**Document text:**
-- begin --
The American media’s laser-focus on Gaza was finally broken last week by two factors: the end of Israel’s Operation Protective Edge and the beginning of a new military campaign, this one by the United States against the Islamic State of Iraq and Syria.
For more than a month, it often seemed that Gaza was the only thing happening in the world. Everyone from Anderson Cooper to Wolf Blitzer to Sean Hannity went to the region to cover the story. Newspapers and websites published daily updates, and elaborate graphics, on the number of casualties on the Israeli and Palestinians sides. Photographers recorded the carnage.
Coverage of the Israel-Gaza crisis seemed to eclipse everything else: the Ebola outbreak in Africa, the downing of a Malaysian passenger jet over Ukraine and the massacre of hundreds of Yazidis in Iraq.
Even the Yazidis, a persecuted religious minority rooted in Zoroastrianism, seemed to notice. “I don’t see any attention from the rest of the world,” a Yazidi named Karim told George Packer of The New Yorker.
“In one day they killed more than 2,000 Yazidi in Sinjar and the whole world says ‘Save Gaza, save Gaza.’”
The Arab-Israeli conflict has long gotten excessive coverage in the American media. The reasons are the result of a stew of factors. For one thing, Israel is a story as familiar to American audiences as the Bible itself; the names of its conflict zones, from Jerusalem to Bethlehem to Gaza, are familiar. For another, Israel is an easy place to cover for journalists, much more accessible (and much safer, even during wartime) than northern Iraq or Crimea or Liberia, where Ebola is raging. And third, America sends $3 billion in military and economic aid to Israel a year. Americans care about Israel and are invested in it.
Until recently the Yazidis were not on the American radar screen. They are ethnic Kurds who originated in Iraq and were dispersed to Iran, Syria, Turkey, Armenia and Germany. Their faith incorporates pagan and Zoroastrian beliefs but also borrows from Christianity and Islam. ISIS considers Yazidis infidels and heretics who must be converted to Islam or murdered. ISIS fighters routed them from their homes and trapped thousands of them in a barren mountain range in northwestern Iraq.
-- end --
**Items from a data source:**
-- begin --
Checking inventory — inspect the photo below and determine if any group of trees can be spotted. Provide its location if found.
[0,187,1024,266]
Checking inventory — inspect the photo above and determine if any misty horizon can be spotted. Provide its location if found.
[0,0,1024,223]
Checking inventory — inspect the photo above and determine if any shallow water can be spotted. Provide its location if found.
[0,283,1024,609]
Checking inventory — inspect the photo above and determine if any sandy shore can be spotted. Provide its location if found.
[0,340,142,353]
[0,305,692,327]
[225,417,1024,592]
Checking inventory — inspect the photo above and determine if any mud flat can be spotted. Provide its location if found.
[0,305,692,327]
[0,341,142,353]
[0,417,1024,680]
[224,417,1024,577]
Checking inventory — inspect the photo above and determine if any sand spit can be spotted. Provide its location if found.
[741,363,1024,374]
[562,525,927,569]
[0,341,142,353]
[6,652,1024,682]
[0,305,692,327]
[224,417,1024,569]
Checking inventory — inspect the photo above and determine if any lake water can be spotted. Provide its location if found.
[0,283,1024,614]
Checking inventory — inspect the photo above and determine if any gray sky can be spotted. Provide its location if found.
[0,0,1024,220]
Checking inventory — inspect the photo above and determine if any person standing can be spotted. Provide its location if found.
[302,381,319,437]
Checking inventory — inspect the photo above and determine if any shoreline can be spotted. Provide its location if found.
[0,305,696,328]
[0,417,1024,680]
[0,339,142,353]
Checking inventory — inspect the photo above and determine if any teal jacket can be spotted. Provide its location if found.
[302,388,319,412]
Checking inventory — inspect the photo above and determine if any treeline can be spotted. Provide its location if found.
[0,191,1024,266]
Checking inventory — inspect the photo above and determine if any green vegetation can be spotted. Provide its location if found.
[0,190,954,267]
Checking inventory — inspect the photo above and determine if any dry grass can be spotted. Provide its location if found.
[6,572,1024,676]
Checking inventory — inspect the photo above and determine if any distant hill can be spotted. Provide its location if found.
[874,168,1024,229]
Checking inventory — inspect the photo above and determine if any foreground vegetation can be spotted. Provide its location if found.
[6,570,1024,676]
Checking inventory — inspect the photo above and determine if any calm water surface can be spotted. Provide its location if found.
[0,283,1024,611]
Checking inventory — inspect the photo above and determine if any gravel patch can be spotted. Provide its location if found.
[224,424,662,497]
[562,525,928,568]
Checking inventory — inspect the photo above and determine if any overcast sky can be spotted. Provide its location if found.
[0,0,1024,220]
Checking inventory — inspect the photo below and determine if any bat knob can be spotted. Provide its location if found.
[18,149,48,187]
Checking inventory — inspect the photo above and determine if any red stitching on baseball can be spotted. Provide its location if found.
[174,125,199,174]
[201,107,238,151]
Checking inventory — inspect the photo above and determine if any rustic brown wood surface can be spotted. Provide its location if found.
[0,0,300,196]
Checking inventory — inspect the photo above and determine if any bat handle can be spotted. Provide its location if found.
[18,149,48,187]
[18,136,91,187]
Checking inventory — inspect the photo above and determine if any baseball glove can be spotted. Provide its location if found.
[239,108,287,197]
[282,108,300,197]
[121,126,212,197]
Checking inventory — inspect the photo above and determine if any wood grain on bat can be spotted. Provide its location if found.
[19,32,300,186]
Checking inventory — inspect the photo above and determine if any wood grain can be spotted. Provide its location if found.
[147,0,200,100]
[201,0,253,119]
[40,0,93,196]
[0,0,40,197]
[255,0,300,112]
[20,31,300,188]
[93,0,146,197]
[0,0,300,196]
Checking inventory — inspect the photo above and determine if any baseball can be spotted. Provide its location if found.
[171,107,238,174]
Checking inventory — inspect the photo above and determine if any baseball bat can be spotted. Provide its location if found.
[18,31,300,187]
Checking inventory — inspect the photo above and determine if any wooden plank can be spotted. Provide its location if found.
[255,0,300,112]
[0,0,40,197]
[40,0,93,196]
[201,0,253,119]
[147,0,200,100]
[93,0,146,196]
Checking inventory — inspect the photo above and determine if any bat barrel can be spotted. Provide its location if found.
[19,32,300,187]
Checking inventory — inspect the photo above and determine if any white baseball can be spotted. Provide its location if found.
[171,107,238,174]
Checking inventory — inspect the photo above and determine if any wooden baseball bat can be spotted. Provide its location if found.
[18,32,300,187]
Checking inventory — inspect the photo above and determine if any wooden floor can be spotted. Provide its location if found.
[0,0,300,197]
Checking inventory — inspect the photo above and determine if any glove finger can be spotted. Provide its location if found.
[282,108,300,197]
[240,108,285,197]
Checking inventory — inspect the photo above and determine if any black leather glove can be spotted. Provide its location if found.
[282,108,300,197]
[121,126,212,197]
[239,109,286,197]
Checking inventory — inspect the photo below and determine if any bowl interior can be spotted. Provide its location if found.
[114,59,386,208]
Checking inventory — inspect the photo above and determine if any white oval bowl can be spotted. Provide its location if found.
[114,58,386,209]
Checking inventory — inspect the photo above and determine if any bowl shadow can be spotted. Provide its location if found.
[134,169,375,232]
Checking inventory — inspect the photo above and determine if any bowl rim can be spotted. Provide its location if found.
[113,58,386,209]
-- end --
**Brief 1:**
Answer these questions using the article on American media coverage of Gaza:
(a) Which journalist and publication did the Yazidi named Karim speak to?
(b) How much aid does America send to Israel each year?
(c) Where were thousands of Yazidis trapped by ISIS fighters?
**Brief 2:** From the article on American media coverage of Gaza, extract the passage between "For more than" and "The New Yorker.", inclusive.
**Brief 3:** Extend the article on American media coverage of Gaza and the Yazidis, beginning after its final sentence.

**Task result 1:**
(a) George Packer of The New Yorker
(b) $3 billion a year in military and economic aid
(c) In a barren mountain range in northwestern Iraq

**Task result 2:**
For more than a month, it often seemed that Gaza was the only thing happening in the world. Everyone from Anderson Cooper to Wolf Blitzer to Sean Hannity went to the region to cover the story. Newspapers and websites published daily updates, and elaborate graphics, on the number of casualties on the Israeli and Palestinians sides. Photographers recorded the carnage.
Coverage of the Israel-Gaza crisis seemed to eclipse everything else: the Ebola outbreak in Africa, the downing of a Malaysian passenger jet over Ukraine and the massacre of hundreds of Yazidis in Iraq.
Even the Yazidis, a persecuted religious minority rooted in Zoroastrianism, seemed to notice. “I don’t see any attention from the rest of the world,” a Yazidi named Karim told George Packer of The New Yorker.

**Task result 3:**
While the tiny Yazidi community in the United States complains that the plight of the Yazidis in Iraq gets virtually no press coverage, many American Jews complain that Israel gets too much — and that most of it is unsympathetic. An emotional rally held at the CNN offices in New York included renewed please to boycott both CNN and The New York Times. (See N.Y. Lens story on page 4.)
Last week President Obama cited the Yazidis as the primary reason for launching airstrikes against Islamic militants operating in Iraq. As part of the military campaign, food and water were dropped from planes to stave off what Obama warned could be “genocide.” The military action was also designed to save Americans and American interests in Iraq and to guard against what one American official called “another Benghazi.”
From a political point of view, the relief and airstrikes could bolster Obama’s faltering image and poor approval ratings. There was broad support for his actions, although many Republicans and Democrats alike said that he was doing too little too late.
Obama noted his poor approval rating in an interview with Tom Friedman of The New York Times. When asked about if he should be more vigorous in pressing the Israelis and Palestinians for a land-for-peace deal, Obama said that the negotiations had to start with their leaders. He noted that Prime Minister Netanyahu’s poll numbers “are a lot higher than mine” and “were greatly boosted by the war in Gaza.”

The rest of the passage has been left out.